* **Problem details**: From the source records that follow, pick out every line containing the string "vest" and copy each one.

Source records
-.-.-
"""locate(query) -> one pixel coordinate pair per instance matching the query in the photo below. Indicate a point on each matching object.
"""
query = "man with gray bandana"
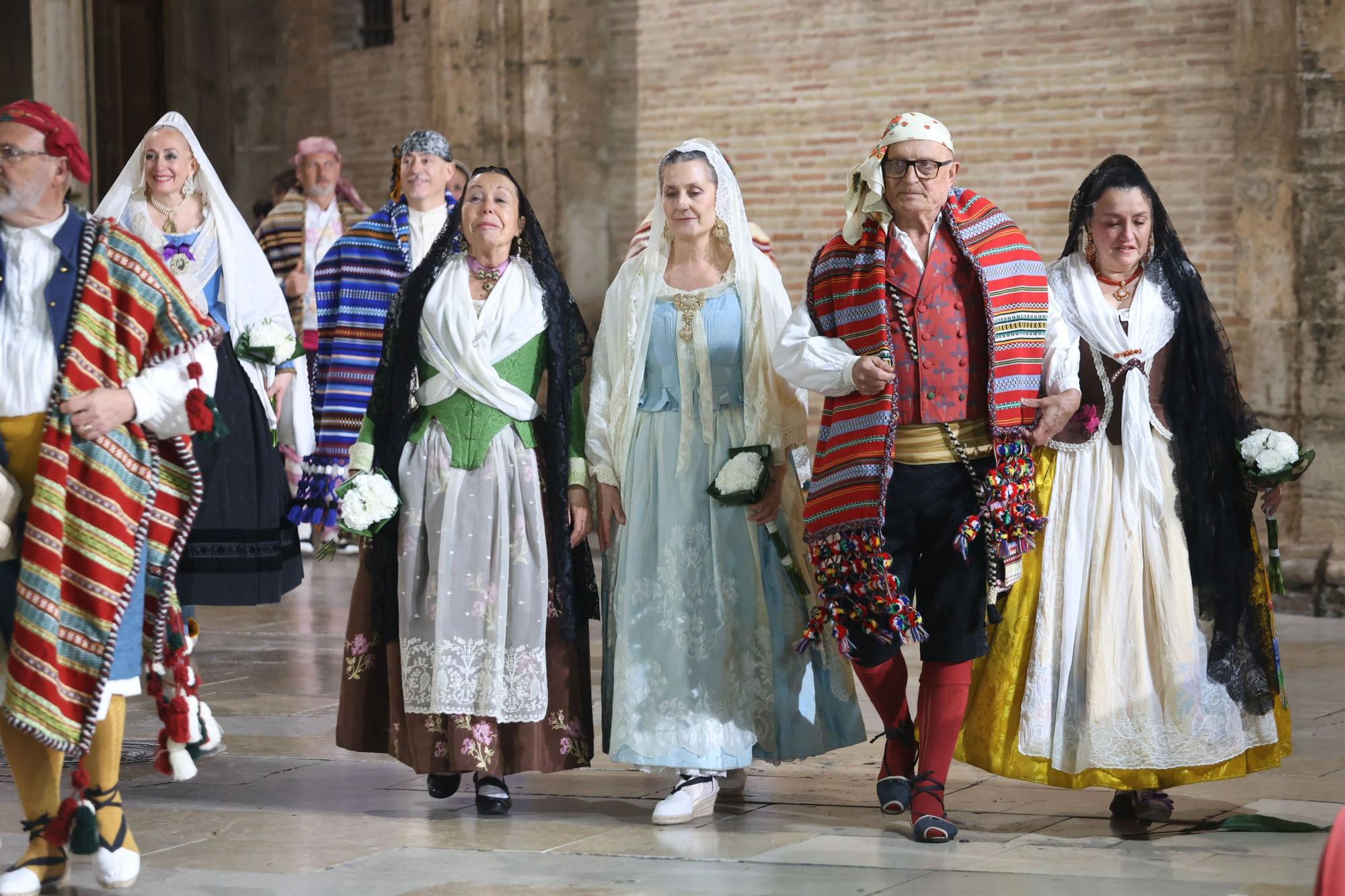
(354, 284)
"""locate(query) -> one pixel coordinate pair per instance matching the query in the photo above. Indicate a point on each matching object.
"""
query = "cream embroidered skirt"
(473, 581)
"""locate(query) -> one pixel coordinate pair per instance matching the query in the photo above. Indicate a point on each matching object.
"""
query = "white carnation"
(268, 334)
(1269, 451)
(743, 473)
(371, 501)
(1273, 462)
(1285, 444)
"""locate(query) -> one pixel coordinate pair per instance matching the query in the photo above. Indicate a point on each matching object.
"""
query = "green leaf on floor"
(1261, 823)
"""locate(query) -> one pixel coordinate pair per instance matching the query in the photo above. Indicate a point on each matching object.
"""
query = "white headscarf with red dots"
(864, 189)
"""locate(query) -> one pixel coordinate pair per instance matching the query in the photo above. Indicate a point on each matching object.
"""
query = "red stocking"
(942, 708)
(887, 688)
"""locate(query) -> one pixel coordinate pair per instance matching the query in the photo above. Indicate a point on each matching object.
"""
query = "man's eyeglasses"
(926, 169)
(10, 154)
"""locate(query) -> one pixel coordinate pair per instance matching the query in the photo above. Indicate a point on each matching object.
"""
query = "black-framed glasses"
(10, 154)
(926, 169)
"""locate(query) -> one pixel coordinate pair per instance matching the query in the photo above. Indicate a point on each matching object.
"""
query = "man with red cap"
(925, 327)
(104, 374)
(305, 225)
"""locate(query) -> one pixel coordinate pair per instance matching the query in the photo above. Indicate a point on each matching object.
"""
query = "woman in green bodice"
(467, 646)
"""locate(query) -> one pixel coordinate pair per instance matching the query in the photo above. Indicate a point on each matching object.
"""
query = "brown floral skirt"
(372, 716)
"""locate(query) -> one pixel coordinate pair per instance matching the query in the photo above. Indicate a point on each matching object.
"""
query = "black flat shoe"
(895, 790)
(492, 803)
(443, 786)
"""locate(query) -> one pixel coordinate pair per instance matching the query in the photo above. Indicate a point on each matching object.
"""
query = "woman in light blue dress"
(701, 615)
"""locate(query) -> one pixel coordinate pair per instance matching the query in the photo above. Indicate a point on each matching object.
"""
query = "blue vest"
(61, 291)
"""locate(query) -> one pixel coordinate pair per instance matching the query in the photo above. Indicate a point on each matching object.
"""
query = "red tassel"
(198, 412)
(80, 779)
(177, 724)
(59, 831)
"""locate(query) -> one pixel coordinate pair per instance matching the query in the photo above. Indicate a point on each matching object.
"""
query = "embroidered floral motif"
(475, 677)
(572, 737)
(360, 655)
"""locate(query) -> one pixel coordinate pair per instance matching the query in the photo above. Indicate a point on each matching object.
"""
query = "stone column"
(61, 63)
(1319, 231)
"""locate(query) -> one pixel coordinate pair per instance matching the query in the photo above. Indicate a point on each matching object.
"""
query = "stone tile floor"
(286, 811)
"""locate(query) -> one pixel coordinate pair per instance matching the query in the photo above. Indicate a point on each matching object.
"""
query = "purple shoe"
(1153, 806)
(1143, 805)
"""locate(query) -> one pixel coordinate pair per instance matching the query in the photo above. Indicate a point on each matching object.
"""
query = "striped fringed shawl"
(282, 237)
(844, 517)
(356, 283)
(98, 503)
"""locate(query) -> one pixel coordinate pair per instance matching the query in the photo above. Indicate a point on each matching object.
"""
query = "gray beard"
(17, 198)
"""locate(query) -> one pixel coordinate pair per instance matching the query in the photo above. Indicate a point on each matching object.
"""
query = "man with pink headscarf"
(305, 225)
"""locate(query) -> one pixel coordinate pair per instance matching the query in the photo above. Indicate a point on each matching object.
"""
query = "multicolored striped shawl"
(99, 503)
(848, 299)
(282, 237)
(356, 283)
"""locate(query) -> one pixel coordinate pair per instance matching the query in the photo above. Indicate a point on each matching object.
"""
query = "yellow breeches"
(991, 736)
(22, 439)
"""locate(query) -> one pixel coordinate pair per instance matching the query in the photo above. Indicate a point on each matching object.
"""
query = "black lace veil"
(1207, 416)
(393, 411)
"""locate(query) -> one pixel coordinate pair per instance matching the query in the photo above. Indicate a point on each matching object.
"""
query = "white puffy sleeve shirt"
(29, 362)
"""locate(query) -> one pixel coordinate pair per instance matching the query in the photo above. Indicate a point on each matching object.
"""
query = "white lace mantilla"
(473, 581)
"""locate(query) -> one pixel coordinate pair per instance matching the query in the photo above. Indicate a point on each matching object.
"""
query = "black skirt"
(243, 551)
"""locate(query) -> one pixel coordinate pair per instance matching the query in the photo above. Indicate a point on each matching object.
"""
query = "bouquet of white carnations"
(744, 481)
(268, 342)
(368, 502)
(11, 495)
(1272, 459)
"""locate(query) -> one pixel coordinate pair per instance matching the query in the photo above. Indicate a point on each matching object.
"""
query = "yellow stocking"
(104, 767)
(37, 776)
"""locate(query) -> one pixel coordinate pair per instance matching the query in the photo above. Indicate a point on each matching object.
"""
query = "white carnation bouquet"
(368, 502)
(1270, 459)
(744, 481)
(268, 342)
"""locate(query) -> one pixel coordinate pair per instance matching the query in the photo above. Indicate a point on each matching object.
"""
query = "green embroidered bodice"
(470, 425)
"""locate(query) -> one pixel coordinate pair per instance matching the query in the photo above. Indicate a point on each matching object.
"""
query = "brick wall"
(1035, 95)
(1233, 110)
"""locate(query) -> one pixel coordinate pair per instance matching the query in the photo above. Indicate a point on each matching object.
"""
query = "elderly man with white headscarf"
(925, 327)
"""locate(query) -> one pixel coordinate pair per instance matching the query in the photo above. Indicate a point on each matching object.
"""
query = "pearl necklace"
(489, 276)
(169, 213)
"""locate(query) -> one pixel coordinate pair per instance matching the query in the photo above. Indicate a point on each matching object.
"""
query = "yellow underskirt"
(991, 736)
(24, 440)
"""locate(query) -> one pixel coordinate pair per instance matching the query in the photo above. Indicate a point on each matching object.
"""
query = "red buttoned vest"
(949, 321)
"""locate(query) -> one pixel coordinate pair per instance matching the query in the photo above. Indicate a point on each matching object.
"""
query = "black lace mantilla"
(393, 411)
(1207, 416)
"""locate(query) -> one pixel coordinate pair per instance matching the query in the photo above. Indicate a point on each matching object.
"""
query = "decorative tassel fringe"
(1008, 514)
(84, 836)
(215, 735)
(859, 591)
(60, 829)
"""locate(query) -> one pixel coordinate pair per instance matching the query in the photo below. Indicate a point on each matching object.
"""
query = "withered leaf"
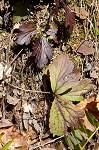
(42, 52)
(4, 123)
(86, 48)
(81, 12)
(65, 79)
(63, 114)
(26, 33)
(52, 32)
(69, 19)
-.-.-
* **Answer to the task**:
query = "blue vest"
query = "red buttoned vest"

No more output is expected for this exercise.